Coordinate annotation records
● ● ● ●
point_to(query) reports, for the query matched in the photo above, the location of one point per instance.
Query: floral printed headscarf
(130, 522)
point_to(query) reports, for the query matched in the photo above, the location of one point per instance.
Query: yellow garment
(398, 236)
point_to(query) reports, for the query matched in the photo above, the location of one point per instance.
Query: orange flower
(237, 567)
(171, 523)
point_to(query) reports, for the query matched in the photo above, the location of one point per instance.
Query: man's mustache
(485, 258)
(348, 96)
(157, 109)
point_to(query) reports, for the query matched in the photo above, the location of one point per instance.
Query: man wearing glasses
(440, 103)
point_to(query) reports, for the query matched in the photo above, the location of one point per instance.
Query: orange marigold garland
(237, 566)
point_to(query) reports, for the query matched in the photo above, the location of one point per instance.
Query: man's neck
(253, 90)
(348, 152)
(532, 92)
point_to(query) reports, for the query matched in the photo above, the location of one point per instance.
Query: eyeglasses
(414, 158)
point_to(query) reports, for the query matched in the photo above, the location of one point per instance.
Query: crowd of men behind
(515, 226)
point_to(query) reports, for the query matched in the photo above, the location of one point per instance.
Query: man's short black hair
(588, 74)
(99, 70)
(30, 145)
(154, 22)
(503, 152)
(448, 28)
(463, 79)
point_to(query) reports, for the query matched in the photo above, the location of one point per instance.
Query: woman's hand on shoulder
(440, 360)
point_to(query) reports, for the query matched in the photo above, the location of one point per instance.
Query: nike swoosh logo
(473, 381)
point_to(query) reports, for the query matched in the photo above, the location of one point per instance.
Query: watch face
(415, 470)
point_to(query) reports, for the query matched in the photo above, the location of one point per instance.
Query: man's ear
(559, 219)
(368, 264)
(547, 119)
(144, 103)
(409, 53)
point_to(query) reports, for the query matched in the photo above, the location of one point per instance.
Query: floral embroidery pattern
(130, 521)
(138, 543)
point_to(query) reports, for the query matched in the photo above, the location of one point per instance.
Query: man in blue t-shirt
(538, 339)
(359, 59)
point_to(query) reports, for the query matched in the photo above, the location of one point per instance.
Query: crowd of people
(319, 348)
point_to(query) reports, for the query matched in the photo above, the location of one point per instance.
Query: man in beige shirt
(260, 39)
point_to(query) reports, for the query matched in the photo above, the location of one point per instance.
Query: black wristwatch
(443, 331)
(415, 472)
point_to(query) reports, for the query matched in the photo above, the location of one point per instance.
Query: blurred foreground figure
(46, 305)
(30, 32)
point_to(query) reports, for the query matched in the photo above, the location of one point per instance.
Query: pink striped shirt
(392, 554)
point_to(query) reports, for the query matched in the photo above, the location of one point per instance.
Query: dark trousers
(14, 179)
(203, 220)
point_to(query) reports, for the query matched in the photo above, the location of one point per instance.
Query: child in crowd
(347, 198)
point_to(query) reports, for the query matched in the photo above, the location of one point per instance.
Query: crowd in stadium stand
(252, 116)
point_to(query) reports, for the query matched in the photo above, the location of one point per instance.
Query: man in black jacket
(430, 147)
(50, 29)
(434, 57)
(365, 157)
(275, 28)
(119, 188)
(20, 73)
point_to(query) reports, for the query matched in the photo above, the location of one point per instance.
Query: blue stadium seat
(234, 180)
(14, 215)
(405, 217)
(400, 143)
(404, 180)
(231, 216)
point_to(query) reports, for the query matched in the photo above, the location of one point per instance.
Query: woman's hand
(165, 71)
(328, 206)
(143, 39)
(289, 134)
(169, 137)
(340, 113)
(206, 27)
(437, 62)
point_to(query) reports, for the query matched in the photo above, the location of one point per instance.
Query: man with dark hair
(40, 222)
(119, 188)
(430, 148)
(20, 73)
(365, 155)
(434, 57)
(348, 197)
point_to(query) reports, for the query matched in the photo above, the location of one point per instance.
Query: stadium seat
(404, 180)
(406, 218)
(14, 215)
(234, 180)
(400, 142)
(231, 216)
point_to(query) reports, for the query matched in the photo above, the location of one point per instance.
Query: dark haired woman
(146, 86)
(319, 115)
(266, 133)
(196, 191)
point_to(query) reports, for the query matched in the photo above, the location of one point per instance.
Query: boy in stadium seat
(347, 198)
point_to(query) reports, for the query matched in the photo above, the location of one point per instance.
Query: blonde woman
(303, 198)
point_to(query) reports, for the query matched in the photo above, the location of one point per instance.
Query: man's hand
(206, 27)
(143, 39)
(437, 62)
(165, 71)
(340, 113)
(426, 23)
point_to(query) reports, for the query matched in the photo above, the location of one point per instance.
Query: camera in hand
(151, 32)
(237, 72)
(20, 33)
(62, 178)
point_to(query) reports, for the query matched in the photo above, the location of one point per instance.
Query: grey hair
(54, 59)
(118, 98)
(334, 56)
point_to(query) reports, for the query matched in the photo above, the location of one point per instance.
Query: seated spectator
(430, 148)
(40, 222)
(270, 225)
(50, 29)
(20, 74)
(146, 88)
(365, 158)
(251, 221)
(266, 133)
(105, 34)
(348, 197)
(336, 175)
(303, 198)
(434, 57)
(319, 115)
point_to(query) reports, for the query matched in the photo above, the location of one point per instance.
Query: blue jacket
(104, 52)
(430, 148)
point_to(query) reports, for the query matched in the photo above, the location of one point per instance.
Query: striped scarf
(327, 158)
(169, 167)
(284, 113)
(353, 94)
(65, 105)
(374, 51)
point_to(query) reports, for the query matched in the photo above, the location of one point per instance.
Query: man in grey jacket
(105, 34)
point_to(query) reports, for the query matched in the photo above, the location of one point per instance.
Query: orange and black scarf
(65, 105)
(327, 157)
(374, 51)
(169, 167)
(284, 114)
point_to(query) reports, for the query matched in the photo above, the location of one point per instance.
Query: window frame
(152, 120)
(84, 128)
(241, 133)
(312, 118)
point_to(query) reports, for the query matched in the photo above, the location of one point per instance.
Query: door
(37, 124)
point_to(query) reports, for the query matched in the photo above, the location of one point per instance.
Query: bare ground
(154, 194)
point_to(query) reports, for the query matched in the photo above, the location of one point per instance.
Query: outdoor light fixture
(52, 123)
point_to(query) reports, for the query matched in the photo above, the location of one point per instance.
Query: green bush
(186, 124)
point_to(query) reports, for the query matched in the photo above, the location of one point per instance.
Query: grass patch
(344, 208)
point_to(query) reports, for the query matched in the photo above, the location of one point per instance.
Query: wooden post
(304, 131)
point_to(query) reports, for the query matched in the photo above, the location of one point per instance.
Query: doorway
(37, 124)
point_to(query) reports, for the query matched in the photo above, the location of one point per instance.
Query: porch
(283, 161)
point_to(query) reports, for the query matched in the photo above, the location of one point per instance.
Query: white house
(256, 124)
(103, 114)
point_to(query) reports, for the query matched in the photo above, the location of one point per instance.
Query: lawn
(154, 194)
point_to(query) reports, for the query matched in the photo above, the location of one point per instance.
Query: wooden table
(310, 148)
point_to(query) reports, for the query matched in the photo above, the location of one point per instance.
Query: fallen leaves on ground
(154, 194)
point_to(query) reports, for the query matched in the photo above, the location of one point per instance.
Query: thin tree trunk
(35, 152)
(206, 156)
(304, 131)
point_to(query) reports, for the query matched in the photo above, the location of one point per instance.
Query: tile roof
● ● ● ●
• _WRITTEN TASK_
Each record above should be repeated exactly as it appears.

• _RESULT OF THIS TASK_
point_to(query) reports, for the query matched in the photo above, the location of one point per instance.
Query: floral printed headscarf
(130, 522)
point_to(query) reports, for the query matched in the photo above, the location of one point per instance.
Query: yellow garment
(398, 236)
point_to(query) reports, for the query matched in the photo above, the location of one point per instance.
Query: orange flower
(237, 567)
(171, 523)
point_to(query) reports, for the query matched in the photo above, the location of one point per instance.
Query: man's mustache
(485, 258)
(348, 96)
(157, 109)
point_to(query) reports, for the query matched in the photo above, the location of one point per instance.
Query: man wearing glasses
(440, 103)
point_to(query) reports, for the query matched in the photo above, the location of one point per instance.
Query: orange marigold garland
(237, 566)
point_to(query) reports, for the query matched in the photo above, the location of one point per instance.
Query: man's neck
(253, 90)
(348, 152)
(532, 92)
point_to(query) reports, for the query matched in the photo above, the location of one point per instance.
Query: eyeglasses
(414, 158)
point_to(query) reports, for the query matched in the photo above, the location of one point per instance.
Query: crowd of men behind
(515, 226)
point_to(query) reports, for the query matched in the photo above, the location of one point per instance.
Query: man's short black hair
(588, 74)
(99, 70)
(30, 145)
(154, 22)
(503, 152)
(448, 28)
(463, 79)
point_to(query) reports, for the query matched in the photo above, the location of one point per instance.
Query: woman's hand on shoulder
(440, 360)
point_to(query) reports, for the query matched in the photo above, the location of one point per instance.
Query: nike swoosh logo
(473, 381)
point_to(query) reports, for the query matched in the photo above, the location of one point per instance.
Query: watch face
(415, 470)
point_to(query) reports, for the query matched in the photo above, the location of one point per instance.
Query: man's ear
(559, 219)
(368, 264)
(547, 119)
(144, 103)
(409, 53)
point_to(query) reports, for the query matched in the photo above, the location of one point per instance.
Query: floral embroidery pattern
(130, 521)
(138, 543)
point_to(query) reports, for the query matched in the photo above, the location of one point per instance.
Query: man in blue t-shirt
(538, 339)
(359, 59)
point_to(query) reports, for the query matched in the photo above, the location of one point per instance.
Query: crowd of people
(319, 348)
point_to(query) reports, for the query matched in the photo above, the location of one point per instance.
Query: man in beige shirt
(260, 39)
point_to(query) reports, for the query matched in the photo above, the location of one point per instance.
Query: black wristwatch
(443, 331)
(415, 472)
point_to(query) reports, for the query matched in the photo above, the location of one point per instance.
Query: blurred foreground figure
(46, 305)
(30, 32)
point_to(query) reports, for the query matched in the photo above, the location of one point per instance.
Query: pink striped shirt
(392, 554)
point_to(query) reports, for the query matched in the photo above, the location of one point per instance.
Query: dark trousers
(14, 179)
(203, 220)
point_to(query) reports, for the query matched in the photo above, the location of one point per instance.
Query: child in crowd
(347, 198)
point_to(query) reports, for the query matched in the photo above, the location of one point per instance.
Query: crowd in stadium stand
(252, 116)
point_to(query) reports, for the query matched in the photo above, the location of one point per instance.
Query: man in black jacket
(430, 147)
(50, 29)
(434, 57)
(365, 157)
(275, 28)
(119, 188)
(20, 73)
point_to(query) reports, for the query matched in the photo above, the location of one point per instance.
Query: blue stadium seat
(234, 180)
(14, 215)
(405, 217)
(400, 143)
(404, 180)
(231, 216)
point_to(query) reports, for the query matched in the photo above, the location of one point per instance.
Query: woman's hand
(165, 71)
(328, 206)
(143, 39)
(289, 134)
(169, 137)
(340, 113)
(206, 27)
(437, 62)
point_to(query) reports, for the query matched in the photo above, the location of one point per instance.
Query: man with dark hair
(40, 222)
(119, 188)
(430, 148)
(20, 73)
(365, 155)
(434, 57)
(348, 197)
point_to(query) reports, for the query matched in the photo above, the location of one point per instance.
Query: stadium seat
(404, 180)
(406, 218)
(14, 215)
(234, 180)
(400, 142)
(231, 216)
point_to(query) reports, for the query matched in the photo above, the location of one point per instance.
Query: dark haired woman
(146, 86)
(319, 115)
(266, 133)
(196, 191)
point_to(query) reports, for the query matched in the photo above, the location of one point per instance.
Query: boy in stadium seat
(347, 198)
point_to(query) reports, for the query matched in the photo above, the location of one point per instance.
Query: blonde woman
(303, 198)
point_to(query) reports, for the query matched in the photo above, the location of one point per instance.
Query: man's hand
(206, 27)
(143, 39)
(437, 62)
(165, 71)
(340, 113)
(426, 23)
point_to(query) reports, for the query matched in the photo above, the location of one point per instance.
Query: camera in hand
(151, 32)
(237, 72)
(20, 33)
(62, 178)
point_to(query) reports, for the query matched in the photo above, the location of one point per instance.
Query: grey hair
(54, 59)
(118, 98)
(334, 56)
point_to(query) reports, for the query matched in the photo above, the location of one point per instance.
Query: seated spectator
(430, 148)
(40, 222)
(270, 225)
(50, 29)
(20, 74)
(146, 88)
(365, 158)
(251, 221)
(266, 133)
(105, 34)
(348, 197)
(336, 175)
(303, 198)
(434, 57)
(319, 115)
point_to(query) reports, for the query matched in the photo above, the location of one point per instance.
Query: blue jacket
(104, 52)
(430, 148)
point_to(query) reports, for the query matched in the photo above, the location of one point per instance.
Query: striped scarf
(327, 158)
(169, 167)
(284, 113)
(353, 94)
(65, 105)
(374, 51)
point_to(query) reports, for the query matched in the photo above, the location of one point per instance.
Query: man in grey jacket
(105, 34)
point_to(query) reports, for the query matched in the photo above, the location of one point per instance.
Query: orange and black scarf
(65, 105)
(327, 157)
(374, 51)
(169, 167)
(284, 114)
point_to(query) reports, for the query matched in the photo above, the location of one point per instance.
Query: window frame
(152, 120)
(84, 128)
(241, 133)
(312, 118)
point_to(query) reports, for the query matched in the photo above, the location of one point per instance.
Query: door
(37, 124)
point_to(query) reports, for the query matched in the photo above, the location of one point per instance.
Query: bare ground
(154, 194)
point_to(query) reports, for the query matched in the photo above, the location of one point per instance.
Query: outdoor light fixture
(52, 123)
point_to(query) reports, for the query matched in the photo above, the location of one point per instance.
Query: green bush
(186, 124)
point_to(query) reports, for the query matched in the photo above, the location of one point per instance.
Query: grass patch
(344, 208)
point_to(query) reports, for the query matched in the photo above, the location of one point per instance.
Query: wooden post
(304, 131)
point_to(query) reports, for the query matched in the photo above, the location of one point per instance.
Query: doorway
(37, 124)
point_to(query) reports, for the query matched in the photo above, the location of one point per instance.
Query: porch
(283, 161)
point_to(query) reports, for the query matched in the photo above, the location of one point per instance.
Query: white house
(256, 124)
(103, 114)
point_to(query) reports, for the query matched in the photo above, the location of one point per instance.
Query: lawn
(154, 194)
point_to(query) reports, for the query matched in the photo above, the location of one point per instance.
Query: wooden table
(310, 148)
point_to(query) reports, for the query matched in the photo above, the location of one point per instance.
Query: fallen leaves on ground
(154, 194)
point_to(query) reports, for the query matched in the photo above, the location of one point per instance.
Query: thin tree trunk
(35, 152)
(206, 156)
(304, 131)
point_to(query) reports, for the query matched in the photo above, the location of one point per instance.
Query: tile roof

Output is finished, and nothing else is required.